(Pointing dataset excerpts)

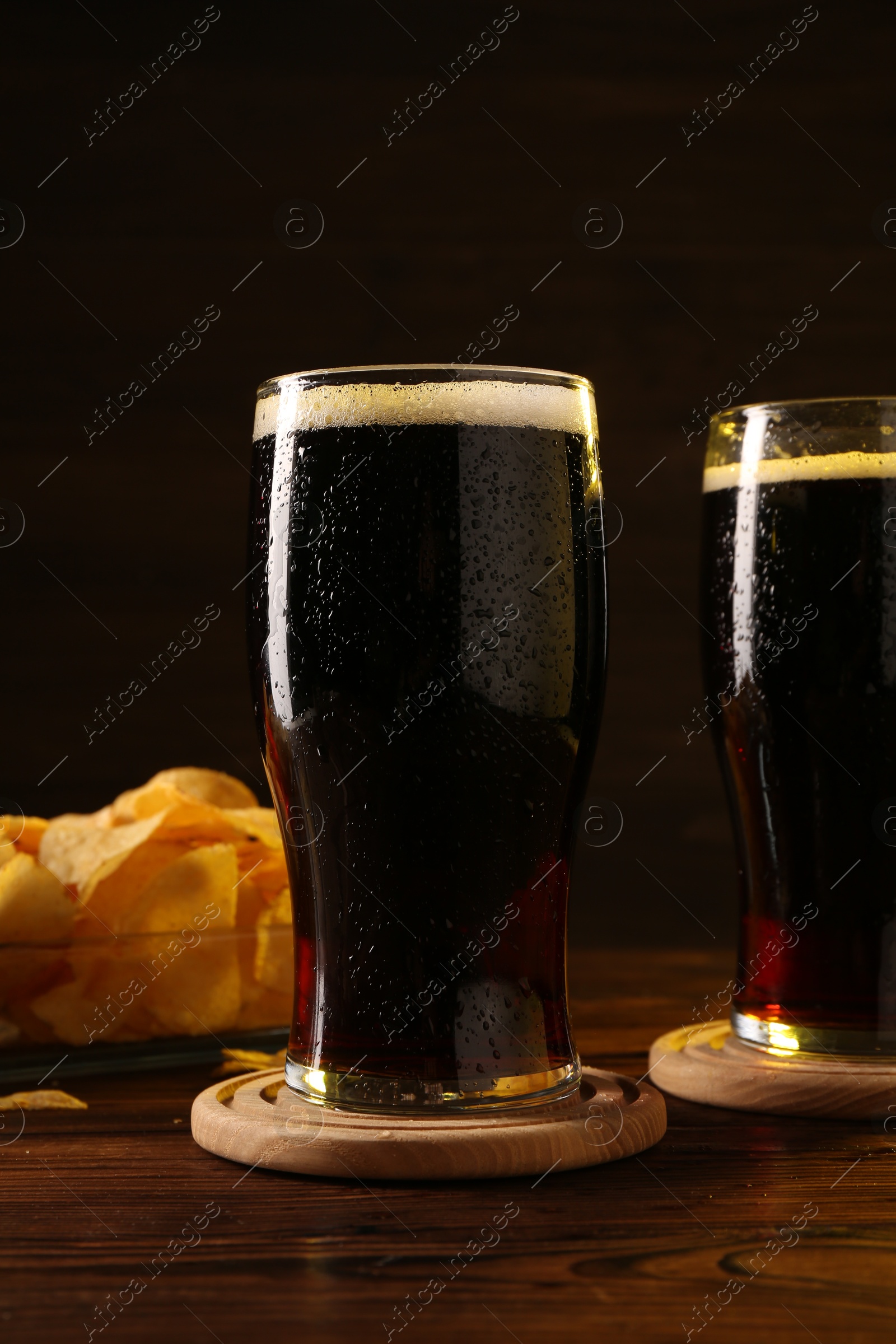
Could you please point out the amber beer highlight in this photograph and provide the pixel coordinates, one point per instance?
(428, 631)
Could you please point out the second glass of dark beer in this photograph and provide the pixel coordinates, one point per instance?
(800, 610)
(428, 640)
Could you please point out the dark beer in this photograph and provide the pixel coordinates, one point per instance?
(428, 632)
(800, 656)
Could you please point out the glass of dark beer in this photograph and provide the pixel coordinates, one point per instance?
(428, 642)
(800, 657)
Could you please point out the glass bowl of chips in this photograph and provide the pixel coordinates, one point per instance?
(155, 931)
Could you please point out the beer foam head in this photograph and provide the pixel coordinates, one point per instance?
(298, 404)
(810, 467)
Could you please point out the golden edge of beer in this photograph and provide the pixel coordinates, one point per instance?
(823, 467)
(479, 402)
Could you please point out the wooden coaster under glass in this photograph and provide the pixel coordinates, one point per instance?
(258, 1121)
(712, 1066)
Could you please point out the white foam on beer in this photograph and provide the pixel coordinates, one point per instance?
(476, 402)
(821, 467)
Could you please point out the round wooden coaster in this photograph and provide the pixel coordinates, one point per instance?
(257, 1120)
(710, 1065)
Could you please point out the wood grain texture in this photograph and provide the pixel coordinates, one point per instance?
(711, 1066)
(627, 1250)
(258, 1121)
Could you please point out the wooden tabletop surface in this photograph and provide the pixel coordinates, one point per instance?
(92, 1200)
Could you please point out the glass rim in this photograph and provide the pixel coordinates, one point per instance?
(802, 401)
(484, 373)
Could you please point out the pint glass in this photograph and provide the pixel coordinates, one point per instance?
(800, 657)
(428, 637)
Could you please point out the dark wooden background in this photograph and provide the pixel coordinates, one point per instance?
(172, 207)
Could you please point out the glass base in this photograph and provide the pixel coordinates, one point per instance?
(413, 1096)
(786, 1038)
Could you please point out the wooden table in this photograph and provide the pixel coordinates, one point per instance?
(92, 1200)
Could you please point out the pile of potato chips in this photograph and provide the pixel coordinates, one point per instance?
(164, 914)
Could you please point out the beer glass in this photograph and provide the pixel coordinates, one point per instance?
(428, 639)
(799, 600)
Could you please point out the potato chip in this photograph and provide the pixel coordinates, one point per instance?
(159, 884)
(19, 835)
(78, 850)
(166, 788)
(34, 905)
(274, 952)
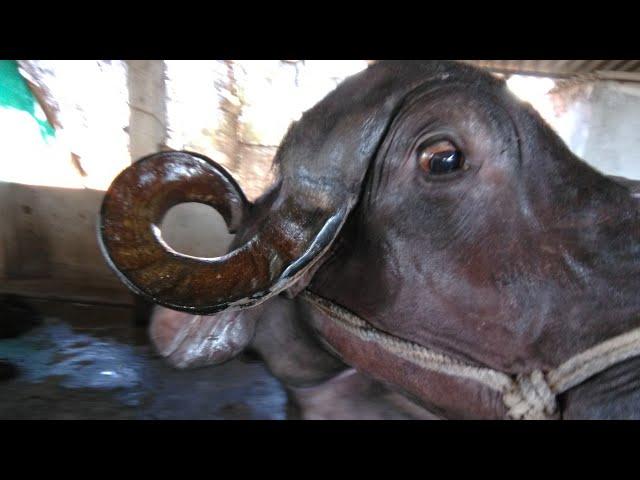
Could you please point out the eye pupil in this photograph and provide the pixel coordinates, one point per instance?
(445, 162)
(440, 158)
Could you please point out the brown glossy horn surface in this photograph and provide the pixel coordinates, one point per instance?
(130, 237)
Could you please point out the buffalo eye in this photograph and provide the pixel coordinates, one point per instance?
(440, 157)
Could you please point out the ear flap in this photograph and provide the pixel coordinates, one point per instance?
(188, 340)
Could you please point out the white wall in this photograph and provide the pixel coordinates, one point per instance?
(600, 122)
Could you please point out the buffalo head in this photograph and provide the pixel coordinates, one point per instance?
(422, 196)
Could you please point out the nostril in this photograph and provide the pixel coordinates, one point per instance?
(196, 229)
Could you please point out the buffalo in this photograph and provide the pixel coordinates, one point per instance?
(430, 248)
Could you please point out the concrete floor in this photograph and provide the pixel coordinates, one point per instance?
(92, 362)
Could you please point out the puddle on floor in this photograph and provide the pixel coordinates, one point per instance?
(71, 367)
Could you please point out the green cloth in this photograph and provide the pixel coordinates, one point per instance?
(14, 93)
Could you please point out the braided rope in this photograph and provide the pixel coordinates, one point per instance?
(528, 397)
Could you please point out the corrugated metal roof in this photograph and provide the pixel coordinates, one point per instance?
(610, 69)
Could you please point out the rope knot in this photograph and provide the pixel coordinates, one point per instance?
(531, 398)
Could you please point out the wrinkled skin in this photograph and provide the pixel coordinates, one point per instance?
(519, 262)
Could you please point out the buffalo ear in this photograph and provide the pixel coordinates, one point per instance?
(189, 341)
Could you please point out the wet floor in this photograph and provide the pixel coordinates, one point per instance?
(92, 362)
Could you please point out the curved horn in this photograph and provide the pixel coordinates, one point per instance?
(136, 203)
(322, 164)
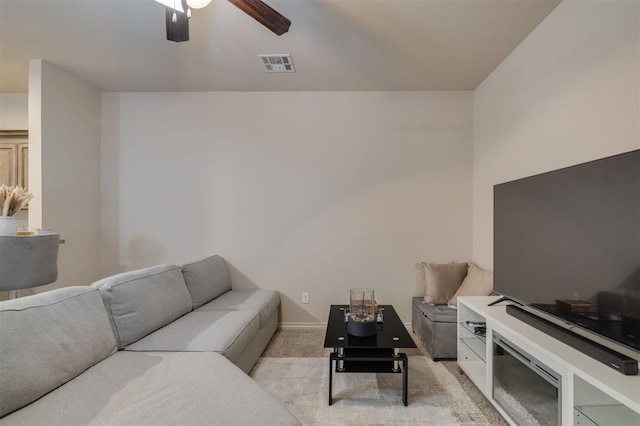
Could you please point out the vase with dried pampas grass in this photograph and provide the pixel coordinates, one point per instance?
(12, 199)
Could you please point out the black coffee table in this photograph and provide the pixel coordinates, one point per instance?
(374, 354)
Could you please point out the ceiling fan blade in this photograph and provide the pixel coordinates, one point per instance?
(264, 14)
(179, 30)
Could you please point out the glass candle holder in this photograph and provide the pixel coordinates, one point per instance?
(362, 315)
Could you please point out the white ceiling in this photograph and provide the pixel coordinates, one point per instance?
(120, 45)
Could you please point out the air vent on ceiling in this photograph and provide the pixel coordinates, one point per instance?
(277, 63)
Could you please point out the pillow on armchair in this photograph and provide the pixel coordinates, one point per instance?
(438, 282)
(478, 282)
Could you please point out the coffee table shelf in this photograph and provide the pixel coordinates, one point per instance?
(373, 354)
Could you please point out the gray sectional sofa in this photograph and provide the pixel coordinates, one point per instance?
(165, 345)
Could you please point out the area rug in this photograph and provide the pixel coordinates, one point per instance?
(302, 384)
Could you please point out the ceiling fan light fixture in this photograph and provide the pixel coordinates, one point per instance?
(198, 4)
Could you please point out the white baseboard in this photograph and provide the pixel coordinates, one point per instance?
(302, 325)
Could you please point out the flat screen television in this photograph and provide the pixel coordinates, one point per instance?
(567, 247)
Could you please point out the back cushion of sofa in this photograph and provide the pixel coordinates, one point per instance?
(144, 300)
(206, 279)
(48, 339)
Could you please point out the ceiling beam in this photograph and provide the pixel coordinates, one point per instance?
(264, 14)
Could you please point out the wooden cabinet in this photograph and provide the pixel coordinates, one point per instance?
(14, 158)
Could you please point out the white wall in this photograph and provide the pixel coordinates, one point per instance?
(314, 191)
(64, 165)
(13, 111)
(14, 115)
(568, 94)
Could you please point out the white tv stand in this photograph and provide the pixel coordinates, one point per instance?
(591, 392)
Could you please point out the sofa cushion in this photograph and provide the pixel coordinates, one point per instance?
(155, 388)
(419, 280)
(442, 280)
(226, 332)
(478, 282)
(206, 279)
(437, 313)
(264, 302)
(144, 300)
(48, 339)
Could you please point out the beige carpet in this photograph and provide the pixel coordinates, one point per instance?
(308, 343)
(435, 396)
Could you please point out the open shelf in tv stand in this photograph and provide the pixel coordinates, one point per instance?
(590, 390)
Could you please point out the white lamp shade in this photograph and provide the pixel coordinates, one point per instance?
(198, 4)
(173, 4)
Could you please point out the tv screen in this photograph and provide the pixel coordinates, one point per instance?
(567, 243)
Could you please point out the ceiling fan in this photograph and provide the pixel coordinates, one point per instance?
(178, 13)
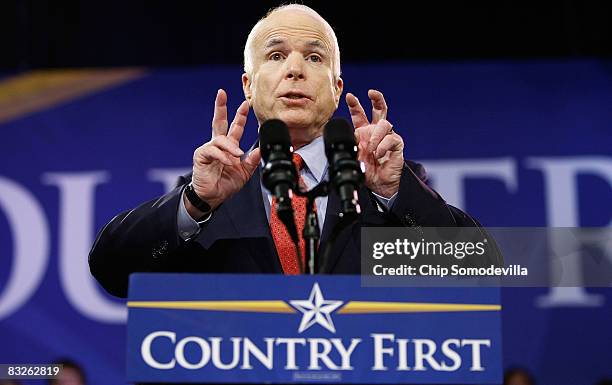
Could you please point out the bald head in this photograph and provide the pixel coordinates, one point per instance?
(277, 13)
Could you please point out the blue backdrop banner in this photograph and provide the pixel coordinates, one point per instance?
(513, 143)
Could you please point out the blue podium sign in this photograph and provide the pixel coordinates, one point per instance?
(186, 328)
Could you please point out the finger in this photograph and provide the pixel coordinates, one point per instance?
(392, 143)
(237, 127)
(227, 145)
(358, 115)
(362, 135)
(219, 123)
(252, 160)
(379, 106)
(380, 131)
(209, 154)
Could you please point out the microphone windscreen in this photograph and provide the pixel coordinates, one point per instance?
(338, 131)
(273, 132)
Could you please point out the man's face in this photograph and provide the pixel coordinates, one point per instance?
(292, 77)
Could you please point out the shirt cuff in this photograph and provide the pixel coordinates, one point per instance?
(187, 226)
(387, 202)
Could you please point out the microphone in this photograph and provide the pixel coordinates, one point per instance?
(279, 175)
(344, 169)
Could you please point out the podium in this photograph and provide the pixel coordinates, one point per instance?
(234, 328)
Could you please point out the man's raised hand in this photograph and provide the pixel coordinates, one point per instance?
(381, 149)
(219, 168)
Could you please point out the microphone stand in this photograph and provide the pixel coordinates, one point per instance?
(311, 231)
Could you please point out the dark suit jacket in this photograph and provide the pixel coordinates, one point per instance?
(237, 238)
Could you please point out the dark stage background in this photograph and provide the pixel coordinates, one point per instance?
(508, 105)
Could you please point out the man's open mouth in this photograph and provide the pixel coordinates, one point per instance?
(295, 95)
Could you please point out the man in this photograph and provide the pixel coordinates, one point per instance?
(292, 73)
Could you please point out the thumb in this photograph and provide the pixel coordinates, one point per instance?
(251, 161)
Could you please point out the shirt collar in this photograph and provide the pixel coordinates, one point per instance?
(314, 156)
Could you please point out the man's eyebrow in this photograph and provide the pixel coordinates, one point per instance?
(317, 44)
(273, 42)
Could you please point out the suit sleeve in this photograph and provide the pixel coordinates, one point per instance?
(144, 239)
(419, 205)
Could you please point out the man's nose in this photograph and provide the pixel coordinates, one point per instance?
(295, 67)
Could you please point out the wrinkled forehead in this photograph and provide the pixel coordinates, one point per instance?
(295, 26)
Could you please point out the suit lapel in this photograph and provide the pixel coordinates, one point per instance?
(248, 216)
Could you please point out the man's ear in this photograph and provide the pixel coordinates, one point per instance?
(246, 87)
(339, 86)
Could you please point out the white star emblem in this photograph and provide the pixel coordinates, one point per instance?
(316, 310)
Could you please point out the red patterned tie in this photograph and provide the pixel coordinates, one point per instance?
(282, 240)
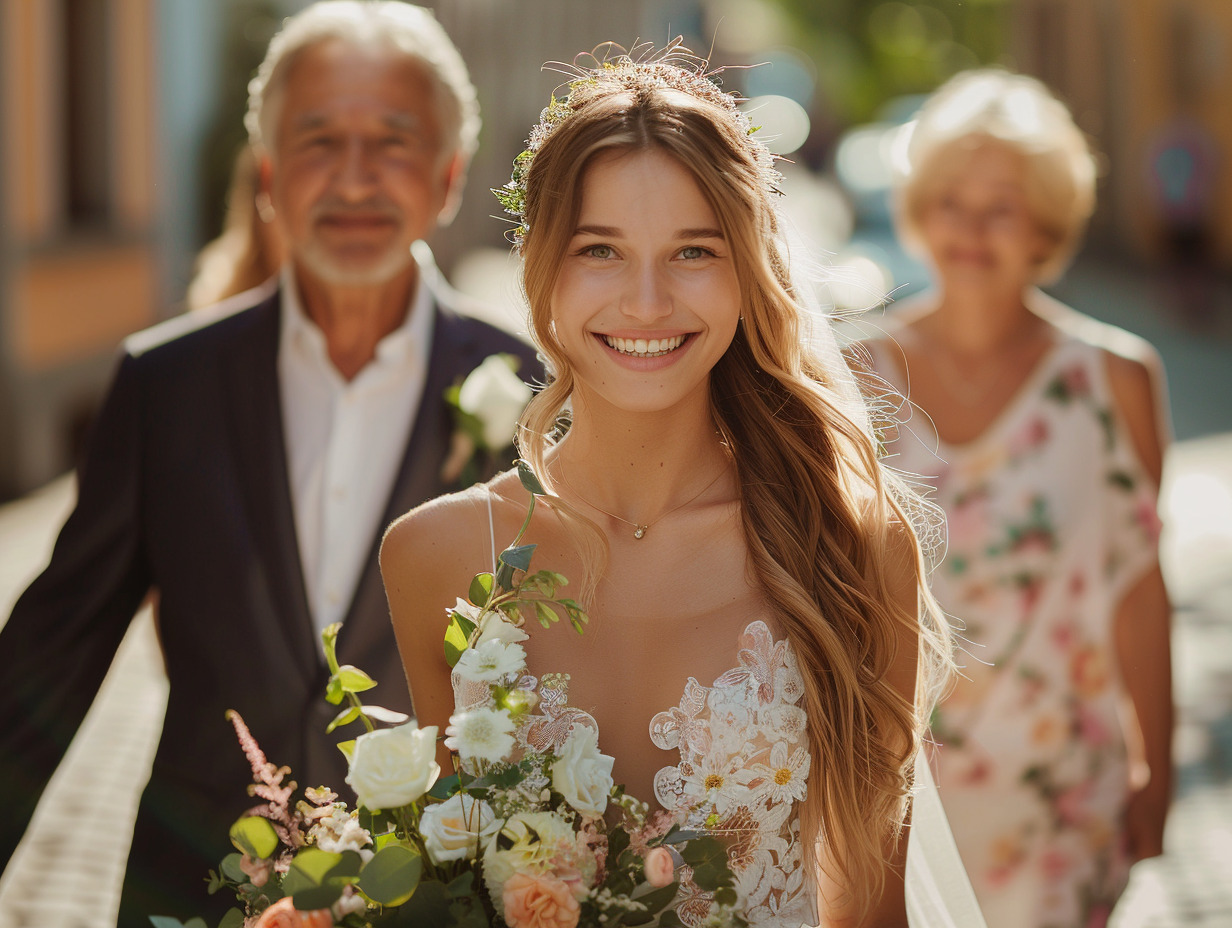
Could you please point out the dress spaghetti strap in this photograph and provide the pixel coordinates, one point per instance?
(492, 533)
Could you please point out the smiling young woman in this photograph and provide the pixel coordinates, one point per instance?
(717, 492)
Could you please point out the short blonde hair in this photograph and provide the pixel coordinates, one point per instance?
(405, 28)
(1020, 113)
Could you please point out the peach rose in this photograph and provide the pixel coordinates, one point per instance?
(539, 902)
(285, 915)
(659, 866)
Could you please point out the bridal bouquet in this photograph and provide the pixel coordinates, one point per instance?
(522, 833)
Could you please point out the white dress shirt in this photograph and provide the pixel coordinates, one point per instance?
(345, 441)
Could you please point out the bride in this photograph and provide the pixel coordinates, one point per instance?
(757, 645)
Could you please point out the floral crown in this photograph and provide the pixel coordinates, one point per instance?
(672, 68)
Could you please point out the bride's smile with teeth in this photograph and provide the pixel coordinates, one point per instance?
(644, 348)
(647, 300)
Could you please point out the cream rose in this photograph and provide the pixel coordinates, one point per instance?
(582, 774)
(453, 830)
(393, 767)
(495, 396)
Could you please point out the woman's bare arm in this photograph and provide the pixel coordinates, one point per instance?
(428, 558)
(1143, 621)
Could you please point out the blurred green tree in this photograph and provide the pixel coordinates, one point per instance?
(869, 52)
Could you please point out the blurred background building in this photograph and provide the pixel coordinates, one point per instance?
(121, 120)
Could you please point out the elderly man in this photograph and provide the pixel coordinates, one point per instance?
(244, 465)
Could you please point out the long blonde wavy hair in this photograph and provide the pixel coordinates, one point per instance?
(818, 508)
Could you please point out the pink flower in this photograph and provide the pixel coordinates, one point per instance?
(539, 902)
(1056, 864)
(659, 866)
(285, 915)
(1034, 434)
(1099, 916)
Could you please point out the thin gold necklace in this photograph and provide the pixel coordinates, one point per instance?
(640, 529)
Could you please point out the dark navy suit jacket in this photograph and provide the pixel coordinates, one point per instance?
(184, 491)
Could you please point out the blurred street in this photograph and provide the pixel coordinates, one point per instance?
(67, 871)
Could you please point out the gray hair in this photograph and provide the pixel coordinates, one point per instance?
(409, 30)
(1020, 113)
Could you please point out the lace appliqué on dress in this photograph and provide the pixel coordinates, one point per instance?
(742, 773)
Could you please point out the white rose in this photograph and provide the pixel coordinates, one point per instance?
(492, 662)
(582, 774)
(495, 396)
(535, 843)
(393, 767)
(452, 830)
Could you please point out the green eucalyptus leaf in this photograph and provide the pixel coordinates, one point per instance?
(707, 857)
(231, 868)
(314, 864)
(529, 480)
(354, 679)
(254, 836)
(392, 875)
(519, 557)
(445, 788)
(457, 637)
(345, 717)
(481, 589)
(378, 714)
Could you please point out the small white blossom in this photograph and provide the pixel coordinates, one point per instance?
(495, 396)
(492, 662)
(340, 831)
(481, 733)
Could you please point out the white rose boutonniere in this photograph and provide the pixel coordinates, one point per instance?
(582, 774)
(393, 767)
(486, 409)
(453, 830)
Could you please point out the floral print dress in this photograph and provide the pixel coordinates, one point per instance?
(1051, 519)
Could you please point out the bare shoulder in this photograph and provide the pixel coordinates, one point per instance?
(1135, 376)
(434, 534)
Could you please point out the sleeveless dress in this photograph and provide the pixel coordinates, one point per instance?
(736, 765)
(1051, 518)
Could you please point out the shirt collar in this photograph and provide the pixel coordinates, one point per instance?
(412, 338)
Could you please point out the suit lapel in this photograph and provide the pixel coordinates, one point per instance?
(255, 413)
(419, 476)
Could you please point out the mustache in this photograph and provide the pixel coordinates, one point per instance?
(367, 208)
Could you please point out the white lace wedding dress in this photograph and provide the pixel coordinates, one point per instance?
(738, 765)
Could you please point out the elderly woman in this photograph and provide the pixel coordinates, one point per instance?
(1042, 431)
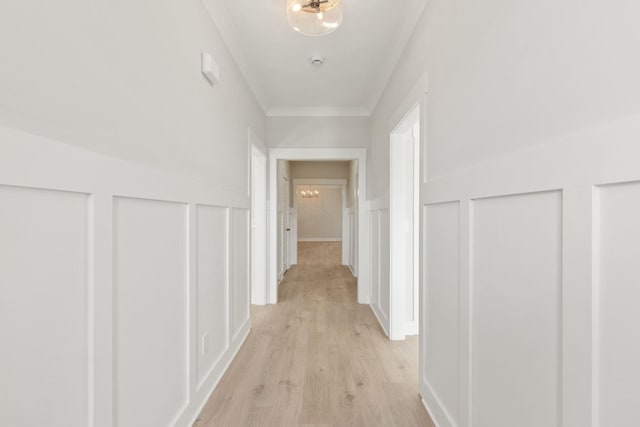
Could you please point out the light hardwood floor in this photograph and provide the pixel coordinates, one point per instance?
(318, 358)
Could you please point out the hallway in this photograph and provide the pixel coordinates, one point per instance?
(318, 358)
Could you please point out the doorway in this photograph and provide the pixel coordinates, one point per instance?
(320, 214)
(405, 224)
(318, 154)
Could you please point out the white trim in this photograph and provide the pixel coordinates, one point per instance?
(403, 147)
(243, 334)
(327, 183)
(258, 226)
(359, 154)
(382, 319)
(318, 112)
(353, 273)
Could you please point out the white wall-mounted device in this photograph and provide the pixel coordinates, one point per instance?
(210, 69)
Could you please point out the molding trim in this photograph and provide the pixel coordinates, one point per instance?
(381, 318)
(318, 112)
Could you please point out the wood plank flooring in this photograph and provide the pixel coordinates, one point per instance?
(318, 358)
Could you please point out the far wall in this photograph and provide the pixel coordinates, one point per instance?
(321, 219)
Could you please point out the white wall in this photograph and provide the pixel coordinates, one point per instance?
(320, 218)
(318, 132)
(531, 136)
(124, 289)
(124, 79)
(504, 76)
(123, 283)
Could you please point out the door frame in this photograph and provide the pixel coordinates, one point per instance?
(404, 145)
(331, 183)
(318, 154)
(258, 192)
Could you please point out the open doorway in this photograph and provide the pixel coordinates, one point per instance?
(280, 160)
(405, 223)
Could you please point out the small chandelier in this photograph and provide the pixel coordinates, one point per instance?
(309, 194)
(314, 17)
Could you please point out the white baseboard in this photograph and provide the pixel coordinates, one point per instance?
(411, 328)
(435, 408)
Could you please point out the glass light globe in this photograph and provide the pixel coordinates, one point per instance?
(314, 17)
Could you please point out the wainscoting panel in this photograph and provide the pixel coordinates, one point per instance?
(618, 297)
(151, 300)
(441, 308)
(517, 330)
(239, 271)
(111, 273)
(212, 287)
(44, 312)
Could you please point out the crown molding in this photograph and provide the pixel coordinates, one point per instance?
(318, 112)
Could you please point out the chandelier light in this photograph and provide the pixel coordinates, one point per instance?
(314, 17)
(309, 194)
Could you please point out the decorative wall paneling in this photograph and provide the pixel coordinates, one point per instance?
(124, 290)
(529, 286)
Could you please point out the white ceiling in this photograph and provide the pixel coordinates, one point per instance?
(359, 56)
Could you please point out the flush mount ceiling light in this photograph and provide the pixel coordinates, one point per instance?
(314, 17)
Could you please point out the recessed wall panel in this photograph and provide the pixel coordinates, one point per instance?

### Work instructions
Output the lines from the line containing "Could you please point out the glass light" to the end, both included; add nothing.

### Result of this exercise
Could you please point out the glass light globe in this photograph and provide the pixel coordinates, one point per instance?
(314, 17)
Could you please point out the wainscoting panel in this photograph and provide the pixel coordinates, one point per instance?
(618, 297)
(151, 300)
(441, 308)
(517, 330)
(239, 271)
(111, 273)
(212, 287)
(44, 312)
Could you please point out the crown molding in this photograph and provide the pixel coordinates, one point per instance?
(318, 112)
Could you please point out the chandelier light in this photograph and provide the pixel coordinates, one point per instance?
(314, 17)
(309, 194)
Could you please point out the decorative wall paneling in this photograph and provide the pixel coordinates, one point per instance?
(124, 290)
(529, 286)
Could you please point out the white ceiling in this photograph and provide the pixel coordinates, one point per instance?
(359, 56)
Could you please point out the flush mount ceiling light in this photograph and provide the pixel coordinates, one point per instance?
(314, 17)
Could you please point out the recessed wall panel in this photograph and provide the pixel coordinates, one point per instance?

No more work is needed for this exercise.